-- start of EXCERPTED RECORDS --
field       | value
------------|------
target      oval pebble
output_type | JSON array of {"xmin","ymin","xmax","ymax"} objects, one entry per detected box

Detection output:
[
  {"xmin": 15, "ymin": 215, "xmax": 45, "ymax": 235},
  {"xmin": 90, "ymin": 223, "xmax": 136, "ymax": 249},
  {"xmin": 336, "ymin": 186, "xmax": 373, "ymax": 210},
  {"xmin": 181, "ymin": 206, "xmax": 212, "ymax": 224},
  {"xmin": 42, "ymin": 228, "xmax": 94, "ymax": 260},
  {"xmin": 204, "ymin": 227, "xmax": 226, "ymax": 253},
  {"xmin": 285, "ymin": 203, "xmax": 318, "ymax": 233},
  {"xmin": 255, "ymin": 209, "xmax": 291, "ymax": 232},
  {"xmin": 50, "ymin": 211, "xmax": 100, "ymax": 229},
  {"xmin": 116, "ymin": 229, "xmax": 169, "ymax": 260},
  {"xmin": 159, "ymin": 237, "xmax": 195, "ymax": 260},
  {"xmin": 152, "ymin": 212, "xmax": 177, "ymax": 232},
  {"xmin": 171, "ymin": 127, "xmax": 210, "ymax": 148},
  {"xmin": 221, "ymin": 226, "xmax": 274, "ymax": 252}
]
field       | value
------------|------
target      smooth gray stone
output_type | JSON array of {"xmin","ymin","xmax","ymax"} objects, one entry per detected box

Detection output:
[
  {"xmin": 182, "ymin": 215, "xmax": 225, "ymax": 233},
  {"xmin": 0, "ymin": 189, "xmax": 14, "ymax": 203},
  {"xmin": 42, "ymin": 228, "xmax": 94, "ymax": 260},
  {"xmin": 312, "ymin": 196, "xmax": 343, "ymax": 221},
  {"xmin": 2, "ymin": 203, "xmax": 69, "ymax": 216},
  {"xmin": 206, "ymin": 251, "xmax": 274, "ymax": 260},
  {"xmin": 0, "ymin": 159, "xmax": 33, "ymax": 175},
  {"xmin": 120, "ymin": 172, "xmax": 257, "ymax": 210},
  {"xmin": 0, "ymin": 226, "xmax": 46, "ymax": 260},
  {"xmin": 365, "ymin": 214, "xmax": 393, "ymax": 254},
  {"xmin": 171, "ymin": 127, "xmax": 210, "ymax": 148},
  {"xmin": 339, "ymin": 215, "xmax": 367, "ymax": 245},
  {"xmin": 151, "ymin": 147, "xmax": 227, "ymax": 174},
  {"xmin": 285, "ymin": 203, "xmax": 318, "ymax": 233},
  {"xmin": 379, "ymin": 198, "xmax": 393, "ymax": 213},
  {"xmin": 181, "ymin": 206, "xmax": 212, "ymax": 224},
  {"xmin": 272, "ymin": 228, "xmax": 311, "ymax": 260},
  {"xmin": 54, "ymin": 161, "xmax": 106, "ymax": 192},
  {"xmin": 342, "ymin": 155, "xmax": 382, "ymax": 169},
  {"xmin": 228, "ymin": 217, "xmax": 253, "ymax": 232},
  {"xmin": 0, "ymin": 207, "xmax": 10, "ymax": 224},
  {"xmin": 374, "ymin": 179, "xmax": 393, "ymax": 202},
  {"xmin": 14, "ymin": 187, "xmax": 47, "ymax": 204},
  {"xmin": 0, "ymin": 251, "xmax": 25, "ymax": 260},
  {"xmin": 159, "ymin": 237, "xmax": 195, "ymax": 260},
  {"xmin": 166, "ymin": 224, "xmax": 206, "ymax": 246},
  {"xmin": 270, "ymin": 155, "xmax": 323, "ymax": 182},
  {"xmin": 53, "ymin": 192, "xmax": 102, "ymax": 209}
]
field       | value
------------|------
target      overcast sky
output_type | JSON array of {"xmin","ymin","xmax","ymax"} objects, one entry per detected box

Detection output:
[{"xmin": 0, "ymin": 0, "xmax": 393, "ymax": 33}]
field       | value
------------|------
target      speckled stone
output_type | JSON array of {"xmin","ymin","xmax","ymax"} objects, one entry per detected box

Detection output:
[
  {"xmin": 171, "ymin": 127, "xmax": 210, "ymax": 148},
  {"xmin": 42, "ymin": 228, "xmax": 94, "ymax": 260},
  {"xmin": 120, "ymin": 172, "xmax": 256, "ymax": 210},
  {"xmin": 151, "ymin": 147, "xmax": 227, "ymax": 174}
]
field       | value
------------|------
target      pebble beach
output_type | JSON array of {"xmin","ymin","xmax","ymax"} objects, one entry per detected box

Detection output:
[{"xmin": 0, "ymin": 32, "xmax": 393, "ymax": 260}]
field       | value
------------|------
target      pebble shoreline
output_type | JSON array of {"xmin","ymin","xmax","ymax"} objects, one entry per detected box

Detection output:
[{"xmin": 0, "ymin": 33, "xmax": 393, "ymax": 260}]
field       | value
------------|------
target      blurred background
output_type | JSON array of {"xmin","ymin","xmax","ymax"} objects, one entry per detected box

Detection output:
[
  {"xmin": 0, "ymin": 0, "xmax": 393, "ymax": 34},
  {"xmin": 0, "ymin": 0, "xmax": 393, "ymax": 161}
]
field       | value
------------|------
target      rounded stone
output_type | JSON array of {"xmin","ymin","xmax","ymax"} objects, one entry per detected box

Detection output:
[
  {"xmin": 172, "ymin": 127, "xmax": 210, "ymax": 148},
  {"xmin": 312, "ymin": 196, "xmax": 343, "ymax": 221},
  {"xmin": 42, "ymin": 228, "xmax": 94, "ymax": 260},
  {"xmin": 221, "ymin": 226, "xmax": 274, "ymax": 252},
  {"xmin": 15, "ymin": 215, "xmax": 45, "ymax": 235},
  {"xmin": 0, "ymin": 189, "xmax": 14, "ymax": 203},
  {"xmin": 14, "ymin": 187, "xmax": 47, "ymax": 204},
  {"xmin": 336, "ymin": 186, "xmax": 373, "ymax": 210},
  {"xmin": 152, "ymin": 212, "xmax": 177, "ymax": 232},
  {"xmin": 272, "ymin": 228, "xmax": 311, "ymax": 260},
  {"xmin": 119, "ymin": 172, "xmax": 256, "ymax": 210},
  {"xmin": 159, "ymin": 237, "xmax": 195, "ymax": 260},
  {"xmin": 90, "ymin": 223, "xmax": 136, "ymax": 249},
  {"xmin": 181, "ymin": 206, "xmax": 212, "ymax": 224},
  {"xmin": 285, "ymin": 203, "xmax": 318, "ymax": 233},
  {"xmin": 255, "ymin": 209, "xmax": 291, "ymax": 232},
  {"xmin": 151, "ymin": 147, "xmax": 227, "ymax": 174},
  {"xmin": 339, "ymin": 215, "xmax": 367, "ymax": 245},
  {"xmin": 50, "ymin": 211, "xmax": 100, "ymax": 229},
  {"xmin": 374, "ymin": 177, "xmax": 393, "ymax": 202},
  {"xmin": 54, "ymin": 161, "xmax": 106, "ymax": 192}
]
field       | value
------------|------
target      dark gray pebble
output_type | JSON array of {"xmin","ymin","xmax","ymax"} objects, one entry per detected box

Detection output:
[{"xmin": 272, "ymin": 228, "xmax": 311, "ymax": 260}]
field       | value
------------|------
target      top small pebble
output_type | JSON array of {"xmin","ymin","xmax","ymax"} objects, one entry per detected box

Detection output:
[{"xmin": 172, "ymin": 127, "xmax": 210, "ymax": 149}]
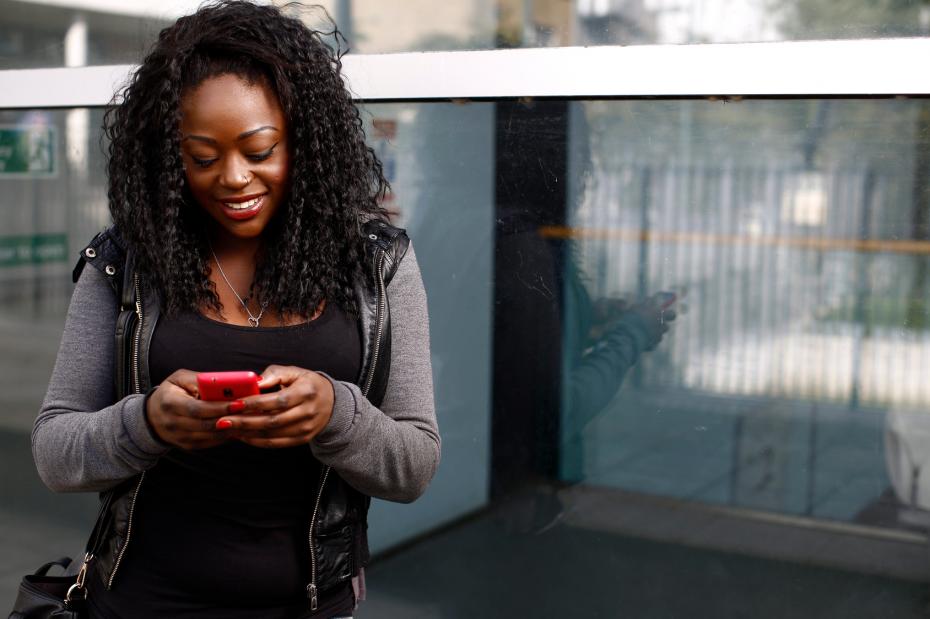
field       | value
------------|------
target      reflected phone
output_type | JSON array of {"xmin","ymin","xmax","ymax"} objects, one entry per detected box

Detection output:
[
  {"xmin": 197, "ymin": 372, "xmax": 260, "ymax": 402},
  {"xmin": 656, "ymin": 292, "xmax": 678, "ymax": 309}
]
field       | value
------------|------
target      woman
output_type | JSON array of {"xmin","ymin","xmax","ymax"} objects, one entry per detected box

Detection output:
[{"xmin": 33, "ymin": 2, "xmax": 439, "ymax": 619}]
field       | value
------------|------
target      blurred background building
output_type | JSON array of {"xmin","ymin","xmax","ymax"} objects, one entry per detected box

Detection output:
[{"xmin": 0, "ymin": 0, "xmax": 930, "ymax": 618}]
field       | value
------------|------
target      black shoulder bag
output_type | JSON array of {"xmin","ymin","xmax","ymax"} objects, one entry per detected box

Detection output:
[{"xmin": 9, "ymin": 492, "xmax": 113, "ymax": 619}]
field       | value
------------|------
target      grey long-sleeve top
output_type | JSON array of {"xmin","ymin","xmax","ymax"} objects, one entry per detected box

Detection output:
[{"xmin": 32, "ymin": 245, "xmax": 440, "ymax": 502}]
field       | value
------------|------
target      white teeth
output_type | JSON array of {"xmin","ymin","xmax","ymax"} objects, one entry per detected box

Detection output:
[{"xmin": 223, "ymin": 196, "xmax": 262, "ymax": 211}]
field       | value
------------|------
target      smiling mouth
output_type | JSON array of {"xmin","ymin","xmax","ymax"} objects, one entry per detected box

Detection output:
[
  {"xmin": 223, "ymin": 195, "xmax": 265, "ymax": 211},
  {"xmin": 219, "ymin": 193, "xmax": 268, "ymax": 220}
]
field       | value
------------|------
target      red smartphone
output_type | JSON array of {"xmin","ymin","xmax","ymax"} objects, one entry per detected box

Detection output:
[{"xmin": 197, "ymin": 372, "xmax": 260, "ymax": 402}]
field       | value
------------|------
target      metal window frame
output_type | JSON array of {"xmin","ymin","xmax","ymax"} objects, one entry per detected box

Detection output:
[{"xmin": 0, "ymin": 38, "xmax": 930, "ymax": 109}]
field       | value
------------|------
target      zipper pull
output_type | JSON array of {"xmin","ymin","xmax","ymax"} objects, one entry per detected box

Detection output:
[{"xmin": 307, "ymin": 583, "xmax": 319, "ymax": 610}]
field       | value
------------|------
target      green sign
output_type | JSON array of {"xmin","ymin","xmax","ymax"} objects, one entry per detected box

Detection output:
[
  {"xmin": 0, "ymin": 125, "xmax": 55, "ymax": 178},
  {"xmin": 0, "ymin": 234, "xmax": 68, "ymax": 267}
]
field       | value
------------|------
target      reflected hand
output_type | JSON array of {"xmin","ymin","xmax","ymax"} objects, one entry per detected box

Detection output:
[
  {"xmin": 630, "ymin": 292, "xmax": 678, "ymax": 350},
  {"xmin": 216, "ymin": 365, "xmax": 335, "ymax": 448},
  {"xmin": 145, "ymin": 370, "xmax": 227, "ymax": 450}
]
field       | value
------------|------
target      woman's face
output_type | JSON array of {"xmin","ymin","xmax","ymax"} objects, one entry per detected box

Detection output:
[{"xmin": 181, "ymin": 74, "xmax": 290, "ymax": 239}]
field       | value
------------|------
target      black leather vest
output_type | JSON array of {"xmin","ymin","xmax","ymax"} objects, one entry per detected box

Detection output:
[{"xmin": 73, "ymin": 220, "xmax": 409, "ymax": 610}]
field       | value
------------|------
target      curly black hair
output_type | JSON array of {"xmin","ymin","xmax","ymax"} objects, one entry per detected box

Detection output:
[{"xmin": 103, "ymin": 0, "xmax": 388, "ymax": 317}]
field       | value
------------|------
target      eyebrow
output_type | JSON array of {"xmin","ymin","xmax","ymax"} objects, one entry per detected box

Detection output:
[{"xmin": 181, "ymin": 125, "xmax": 278, "ymax": 144}]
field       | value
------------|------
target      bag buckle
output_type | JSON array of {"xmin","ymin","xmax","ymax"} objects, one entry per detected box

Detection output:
[{"xmin": 65, "ymin": 552, "xmax": 94, "ymax": 605}]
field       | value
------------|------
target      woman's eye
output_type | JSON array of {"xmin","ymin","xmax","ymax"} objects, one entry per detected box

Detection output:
[
  {"xmin": 191, "ymin": 156, "xmax": 216, "ymax": 168},
  {"xmin": 246, "ymin": 144, "xmax": 277, "ymax": 161}
]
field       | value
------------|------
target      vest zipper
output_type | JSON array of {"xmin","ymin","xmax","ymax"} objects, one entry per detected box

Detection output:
[
  {"xmin": 306, "ymin": 251, "xmax": 386, "ymax": 611},
  {"xmin": 107, "ymin": 273, "xmax": 145, "ymax": 589}
]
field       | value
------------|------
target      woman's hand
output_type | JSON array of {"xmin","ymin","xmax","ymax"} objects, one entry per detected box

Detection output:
[
  {"xmin": 145, "ymin": 370, "xmax": 228, "ymax": 450},
  {"xmin": 216, "ymin": 365, "xmax": 335, "ymax": 448}
]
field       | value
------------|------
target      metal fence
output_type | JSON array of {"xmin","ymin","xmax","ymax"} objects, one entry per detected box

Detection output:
[{"xmin": 566, "ymin": 160, "xmax": 930, "ymax": 408}]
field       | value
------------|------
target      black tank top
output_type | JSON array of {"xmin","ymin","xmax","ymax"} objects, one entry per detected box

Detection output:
[{"xmin": 89, "ymin": 304, "xmax": 361, "ymax": 619}]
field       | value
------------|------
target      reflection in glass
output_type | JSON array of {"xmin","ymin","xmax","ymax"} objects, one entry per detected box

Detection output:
[{"xmin": 560, "ymin": 95, "xmax": 930, "ymax": 527}]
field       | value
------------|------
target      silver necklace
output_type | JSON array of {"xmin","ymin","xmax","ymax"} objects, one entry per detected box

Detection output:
[{"xmin": 207, "ymin": 243, "xmax": 268, "ymax": 327}]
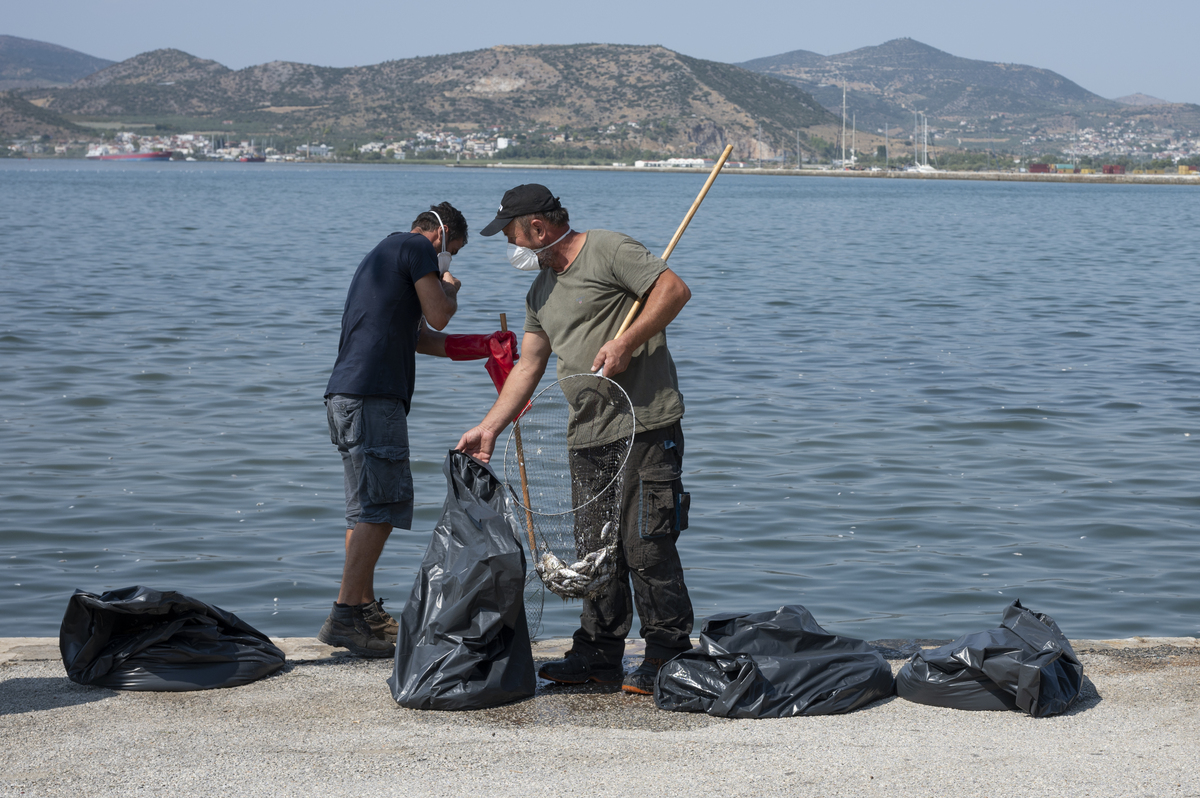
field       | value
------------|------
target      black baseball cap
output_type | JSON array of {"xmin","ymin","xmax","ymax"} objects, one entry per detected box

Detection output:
[{"xmin": 480, "ymin": 182, "xmax": 563, "ymax": 235}]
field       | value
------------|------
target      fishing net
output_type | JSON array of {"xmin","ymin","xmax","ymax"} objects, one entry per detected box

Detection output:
[{"xmin": 504, "ymin": 374, "xmax": 634, "ymax": 599}]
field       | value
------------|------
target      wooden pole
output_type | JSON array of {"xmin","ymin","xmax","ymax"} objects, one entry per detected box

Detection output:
[
  {"xmin": 500, "ymin": 313, "xmax": 538, "ymax": 560},
  {"xmin": 612, "ymin": 144, "xmax": 733, "ymax": 338}
]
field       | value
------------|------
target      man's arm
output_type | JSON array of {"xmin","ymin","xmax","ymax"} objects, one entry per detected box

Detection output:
[
  {"xmin": 455, "ymin": 332, "xmax": 551, "ymax": 463},
  {"xmin": 416, "ymin": 271, "xmax": 462, "ymax": 330},
  {"xmin": 592, "ymin": 269, "xmax": 691, "ymax": 377},
  {"xmin": 416, "ymin": 321, "xmax": 446, "ymax": 358}
]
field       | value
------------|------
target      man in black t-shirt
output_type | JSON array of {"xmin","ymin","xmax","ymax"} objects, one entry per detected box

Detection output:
[{"xmin": 317, "ymin": 203, "xmax": 467, "ymax": 656}]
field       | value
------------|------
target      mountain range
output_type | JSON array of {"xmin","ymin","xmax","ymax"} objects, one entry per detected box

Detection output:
[
  {"xmin": 0, "ymin": 36, "xmax": 1200, "ymax": 152},
  {"xmin": 9, "ymin": 44, "xmax": 833, "ymax": 155},
  {"xmin": 0, "ymin": 36, "xmax": 114, "ymax": 91},
  {"xmin": 739, "ymin": 38, "xmax": 1120, "ymax": 130}
]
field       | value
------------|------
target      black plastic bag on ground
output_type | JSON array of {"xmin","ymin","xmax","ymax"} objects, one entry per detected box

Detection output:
[
  {"xmin": 388, "ymin": 451, "xmax": 536, "ymax": 709},
  {"xmin": 59, "ymin": 586, "xmax": 284, "ymax": 691},
  {"xmin": 654, "ymin": 605, "xmax": 892, "ymax": 718},
  {"xmin": 896, "ymin": 601, "xmax": 1084, "ymax": 718}
]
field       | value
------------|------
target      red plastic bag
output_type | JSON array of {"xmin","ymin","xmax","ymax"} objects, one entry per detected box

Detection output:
[{"xmin": 445, "ymin": 330, "xmax": 521, "ymax": 392}]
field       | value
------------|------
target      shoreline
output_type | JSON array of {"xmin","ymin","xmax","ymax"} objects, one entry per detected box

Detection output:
-- end of EXCERPTED RECORDS --
_AIM_. How many lines of the listing above contain the string "metal", counting only exact case matches? Reply with the number alone.

_SOLUTION_. 2